## Your instructions
Update the lines starting with the line that contains "Which element in the above screenshot is the chopped" and going on through the line that contains "[373,347,396,401]", replacing "coriander" with "cilantro" and leaving everything else unchanged. Return only those lines.

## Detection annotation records
***
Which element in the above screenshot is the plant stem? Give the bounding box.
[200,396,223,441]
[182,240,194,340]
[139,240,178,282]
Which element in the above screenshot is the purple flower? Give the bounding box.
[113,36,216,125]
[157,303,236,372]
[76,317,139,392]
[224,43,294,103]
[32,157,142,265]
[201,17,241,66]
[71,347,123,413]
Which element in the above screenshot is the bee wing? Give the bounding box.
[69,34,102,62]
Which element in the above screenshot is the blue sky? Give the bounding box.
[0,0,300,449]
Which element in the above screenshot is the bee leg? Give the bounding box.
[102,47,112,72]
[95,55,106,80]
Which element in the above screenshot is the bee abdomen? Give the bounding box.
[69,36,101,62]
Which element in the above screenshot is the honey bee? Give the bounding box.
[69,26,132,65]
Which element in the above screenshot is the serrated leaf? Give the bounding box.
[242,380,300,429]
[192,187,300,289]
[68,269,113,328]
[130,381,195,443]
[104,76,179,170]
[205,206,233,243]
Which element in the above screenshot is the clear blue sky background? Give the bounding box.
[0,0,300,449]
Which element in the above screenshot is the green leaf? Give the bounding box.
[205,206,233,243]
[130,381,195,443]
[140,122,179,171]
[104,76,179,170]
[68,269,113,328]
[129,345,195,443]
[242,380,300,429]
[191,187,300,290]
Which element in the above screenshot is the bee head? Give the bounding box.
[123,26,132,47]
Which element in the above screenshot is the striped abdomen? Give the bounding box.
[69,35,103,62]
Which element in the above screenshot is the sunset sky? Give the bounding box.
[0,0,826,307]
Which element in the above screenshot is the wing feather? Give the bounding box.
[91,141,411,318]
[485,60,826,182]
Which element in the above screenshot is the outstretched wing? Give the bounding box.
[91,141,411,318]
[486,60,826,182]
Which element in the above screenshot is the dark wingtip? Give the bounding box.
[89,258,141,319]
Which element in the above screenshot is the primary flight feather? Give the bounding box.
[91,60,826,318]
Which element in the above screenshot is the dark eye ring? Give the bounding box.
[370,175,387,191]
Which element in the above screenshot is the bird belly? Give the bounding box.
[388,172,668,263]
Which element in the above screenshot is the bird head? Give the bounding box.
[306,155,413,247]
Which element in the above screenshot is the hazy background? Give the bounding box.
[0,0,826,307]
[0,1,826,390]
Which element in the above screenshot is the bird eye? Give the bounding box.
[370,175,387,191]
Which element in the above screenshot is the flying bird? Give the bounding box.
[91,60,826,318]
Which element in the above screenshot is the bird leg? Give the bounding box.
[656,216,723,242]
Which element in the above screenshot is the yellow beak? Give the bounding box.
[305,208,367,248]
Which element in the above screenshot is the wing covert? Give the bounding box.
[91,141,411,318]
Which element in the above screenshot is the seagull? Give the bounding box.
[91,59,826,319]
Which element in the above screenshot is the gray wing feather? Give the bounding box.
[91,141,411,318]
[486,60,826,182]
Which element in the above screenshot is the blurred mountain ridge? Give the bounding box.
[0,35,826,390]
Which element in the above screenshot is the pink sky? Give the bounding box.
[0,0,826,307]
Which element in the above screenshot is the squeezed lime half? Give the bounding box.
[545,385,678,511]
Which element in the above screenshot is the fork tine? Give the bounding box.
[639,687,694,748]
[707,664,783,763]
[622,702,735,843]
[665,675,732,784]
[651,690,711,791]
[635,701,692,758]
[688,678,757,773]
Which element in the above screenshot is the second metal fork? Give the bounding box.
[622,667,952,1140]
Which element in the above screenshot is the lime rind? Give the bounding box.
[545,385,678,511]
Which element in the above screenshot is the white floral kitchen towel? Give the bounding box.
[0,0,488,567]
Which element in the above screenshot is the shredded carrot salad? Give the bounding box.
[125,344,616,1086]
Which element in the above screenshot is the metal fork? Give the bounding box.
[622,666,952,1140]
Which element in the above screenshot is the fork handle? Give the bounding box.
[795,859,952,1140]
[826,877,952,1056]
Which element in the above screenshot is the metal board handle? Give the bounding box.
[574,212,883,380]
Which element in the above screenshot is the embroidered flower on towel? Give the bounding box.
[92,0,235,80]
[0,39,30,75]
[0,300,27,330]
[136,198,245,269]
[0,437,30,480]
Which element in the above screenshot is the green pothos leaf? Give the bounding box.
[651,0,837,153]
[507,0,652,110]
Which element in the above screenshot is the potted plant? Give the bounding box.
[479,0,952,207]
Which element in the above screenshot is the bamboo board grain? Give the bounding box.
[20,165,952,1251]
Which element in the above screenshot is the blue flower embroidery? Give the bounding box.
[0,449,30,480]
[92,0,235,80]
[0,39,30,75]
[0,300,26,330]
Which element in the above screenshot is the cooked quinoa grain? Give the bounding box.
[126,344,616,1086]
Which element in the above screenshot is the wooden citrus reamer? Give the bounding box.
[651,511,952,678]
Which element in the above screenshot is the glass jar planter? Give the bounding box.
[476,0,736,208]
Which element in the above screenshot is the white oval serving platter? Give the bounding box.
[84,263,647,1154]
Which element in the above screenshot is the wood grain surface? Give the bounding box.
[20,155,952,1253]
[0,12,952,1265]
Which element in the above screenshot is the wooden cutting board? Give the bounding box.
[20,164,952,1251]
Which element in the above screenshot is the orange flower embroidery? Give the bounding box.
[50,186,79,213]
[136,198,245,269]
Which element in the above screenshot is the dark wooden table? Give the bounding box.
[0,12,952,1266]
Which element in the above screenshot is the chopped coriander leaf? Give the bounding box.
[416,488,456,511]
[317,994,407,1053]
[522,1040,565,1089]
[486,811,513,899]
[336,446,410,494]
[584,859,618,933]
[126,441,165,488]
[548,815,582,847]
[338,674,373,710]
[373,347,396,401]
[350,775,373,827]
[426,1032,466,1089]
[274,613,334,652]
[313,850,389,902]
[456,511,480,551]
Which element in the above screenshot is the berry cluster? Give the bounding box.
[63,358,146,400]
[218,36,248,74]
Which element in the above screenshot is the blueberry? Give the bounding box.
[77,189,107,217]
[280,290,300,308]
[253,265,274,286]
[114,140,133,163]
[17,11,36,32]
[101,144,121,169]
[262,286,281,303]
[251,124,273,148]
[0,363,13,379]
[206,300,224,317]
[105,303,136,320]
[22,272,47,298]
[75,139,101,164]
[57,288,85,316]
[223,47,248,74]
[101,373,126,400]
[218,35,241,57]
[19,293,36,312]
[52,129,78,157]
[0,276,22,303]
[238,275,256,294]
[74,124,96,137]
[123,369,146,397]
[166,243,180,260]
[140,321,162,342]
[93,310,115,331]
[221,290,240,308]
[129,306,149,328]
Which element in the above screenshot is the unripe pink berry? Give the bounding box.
***
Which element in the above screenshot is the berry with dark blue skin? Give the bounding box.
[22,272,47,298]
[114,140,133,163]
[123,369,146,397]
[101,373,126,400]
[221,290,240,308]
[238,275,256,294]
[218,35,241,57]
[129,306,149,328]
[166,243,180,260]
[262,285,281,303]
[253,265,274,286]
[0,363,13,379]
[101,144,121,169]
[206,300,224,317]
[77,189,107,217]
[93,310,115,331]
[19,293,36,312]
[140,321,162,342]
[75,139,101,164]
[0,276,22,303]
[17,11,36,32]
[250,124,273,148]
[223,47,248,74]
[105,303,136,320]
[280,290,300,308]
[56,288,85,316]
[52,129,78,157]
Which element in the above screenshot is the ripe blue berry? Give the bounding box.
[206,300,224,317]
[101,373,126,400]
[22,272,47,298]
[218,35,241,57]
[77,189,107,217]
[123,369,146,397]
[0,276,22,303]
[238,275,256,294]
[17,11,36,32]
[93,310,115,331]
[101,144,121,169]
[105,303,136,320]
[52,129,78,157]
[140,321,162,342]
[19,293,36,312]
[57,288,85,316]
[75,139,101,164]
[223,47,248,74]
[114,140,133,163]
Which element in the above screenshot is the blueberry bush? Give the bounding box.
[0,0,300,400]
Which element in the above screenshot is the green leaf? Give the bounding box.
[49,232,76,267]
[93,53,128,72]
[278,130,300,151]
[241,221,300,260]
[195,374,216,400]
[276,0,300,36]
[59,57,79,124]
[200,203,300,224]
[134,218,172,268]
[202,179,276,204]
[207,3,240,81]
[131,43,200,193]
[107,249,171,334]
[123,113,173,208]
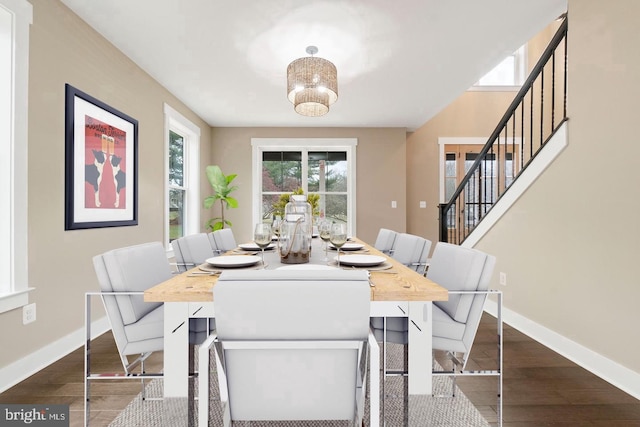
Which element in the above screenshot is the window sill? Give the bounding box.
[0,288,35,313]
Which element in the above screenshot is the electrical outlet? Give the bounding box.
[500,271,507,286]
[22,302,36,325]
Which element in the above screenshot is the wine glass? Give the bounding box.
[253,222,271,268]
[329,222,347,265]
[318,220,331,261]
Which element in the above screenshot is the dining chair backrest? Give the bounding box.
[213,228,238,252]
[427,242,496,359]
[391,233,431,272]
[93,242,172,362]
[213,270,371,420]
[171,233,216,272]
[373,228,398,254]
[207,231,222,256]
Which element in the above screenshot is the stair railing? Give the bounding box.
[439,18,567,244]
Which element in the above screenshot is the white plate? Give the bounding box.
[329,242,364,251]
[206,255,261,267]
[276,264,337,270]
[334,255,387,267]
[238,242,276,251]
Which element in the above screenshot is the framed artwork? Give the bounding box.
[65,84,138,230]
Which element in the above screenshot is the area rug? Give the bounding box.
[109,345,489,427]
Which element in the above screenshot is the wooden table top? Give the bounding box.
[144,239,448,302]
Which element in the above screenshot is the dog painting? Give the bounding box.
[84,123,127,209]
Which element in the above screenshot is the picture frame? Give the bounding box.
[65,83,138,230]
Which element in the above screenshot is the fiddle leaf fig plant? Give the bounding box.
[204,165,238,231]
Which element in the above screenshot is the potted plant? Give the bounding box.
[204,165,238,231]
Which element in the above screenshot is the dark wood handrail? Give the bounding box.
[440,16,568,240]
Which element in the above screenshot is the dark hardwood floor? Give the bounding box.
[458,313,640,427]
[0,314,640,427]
***
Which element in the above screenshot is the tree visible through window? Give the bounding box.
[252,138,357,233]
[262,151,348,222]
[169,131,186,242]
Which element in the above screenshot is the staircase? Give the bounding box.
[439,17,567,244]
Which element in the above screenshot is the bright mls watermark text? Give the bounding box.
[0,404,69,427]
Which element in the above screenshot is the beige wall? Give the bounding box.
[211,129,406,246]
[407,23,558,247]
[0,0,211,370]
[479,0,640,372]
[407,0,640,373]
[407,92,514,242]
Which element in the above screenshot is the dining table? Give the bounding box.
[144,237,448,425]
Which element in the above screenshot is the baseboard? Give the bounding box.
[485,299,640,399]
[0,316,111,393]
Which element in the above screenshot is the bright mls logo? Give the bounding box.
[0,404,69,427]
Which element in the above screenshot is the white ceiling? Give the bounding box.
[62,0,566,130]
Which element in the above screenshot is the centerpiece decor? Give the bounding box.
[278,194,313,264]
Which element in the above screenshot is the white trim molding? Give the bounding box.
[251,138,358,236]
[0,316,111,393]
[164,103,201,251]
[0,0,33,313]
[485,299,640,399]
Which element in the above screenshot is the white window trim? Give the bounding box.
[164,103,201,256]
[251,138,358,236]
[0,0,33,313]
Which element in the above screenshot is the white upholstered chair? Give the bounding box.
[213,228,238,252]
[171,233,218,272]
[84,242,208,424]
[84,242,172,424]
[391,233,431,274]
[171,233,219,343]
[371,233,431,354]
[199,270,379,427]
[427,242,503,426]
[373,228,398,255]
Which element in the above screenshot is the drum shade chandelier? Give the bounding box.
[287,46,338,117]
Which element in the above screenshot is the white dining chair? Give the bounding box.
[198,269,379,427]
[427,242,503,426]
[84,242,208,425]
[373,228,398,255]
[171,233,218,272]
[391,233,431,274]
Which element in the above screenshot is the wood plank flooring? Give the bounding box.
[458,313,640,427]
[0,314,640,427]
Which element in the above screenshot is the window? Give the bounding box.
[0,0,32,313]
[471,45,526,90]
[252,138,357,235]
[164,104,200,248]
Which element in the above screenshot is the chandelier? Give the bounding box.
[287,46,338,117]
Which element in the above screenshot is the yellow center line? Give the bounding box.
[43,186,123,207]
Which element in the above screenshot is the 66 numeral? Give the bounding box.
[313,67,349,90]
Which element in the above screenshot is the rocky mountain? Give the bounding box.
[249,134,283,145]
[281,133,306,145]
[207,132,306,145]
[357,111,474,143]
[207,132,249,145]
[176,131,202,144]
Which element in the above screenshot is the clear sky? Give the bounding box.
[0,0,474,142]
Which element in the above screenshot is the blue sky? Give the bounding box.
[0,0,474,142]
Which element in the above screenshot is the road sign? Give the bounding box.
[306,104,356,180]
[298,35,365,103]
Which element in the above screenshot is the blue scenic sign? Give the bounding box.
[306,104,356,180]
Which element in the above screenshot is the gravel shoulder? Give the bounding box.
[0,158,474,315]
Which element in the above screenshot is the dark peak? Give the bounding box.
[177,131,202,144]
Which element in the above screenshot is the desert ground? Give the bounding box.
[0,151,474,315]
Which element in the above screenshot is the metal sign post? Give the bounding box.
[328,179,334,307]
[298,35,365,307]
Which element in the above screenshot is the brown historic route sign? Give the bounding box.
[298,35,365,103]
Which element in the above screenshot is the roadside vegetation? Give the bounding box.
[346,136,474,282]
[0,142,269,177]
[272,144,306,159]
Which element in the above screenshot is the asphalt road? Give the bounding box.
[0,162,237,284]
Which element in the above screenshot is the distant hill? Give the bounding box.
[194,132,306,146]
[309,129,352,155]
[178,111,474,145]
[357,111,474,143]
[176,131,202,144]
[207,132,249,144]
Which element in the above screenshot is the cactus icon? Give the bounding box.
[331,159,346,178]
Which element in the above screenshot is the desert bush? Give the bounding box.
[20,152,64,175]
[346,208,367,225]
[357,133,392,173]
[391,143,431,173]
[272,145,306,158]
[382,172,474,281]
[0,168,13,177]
***
## Exercise result
Which element in the above screenshot is the chopped cilantro leaf? Give the bounding box.
[416,488,456,511]
[317,994,407,1053]
[522,1040,565,1089]
[486,811,513,899]
[336,446,410,494]
[584,859,618,933]
[126,441,165,488]
[548,815,582,847]
[338,674,373,710]
[373,347,396,401]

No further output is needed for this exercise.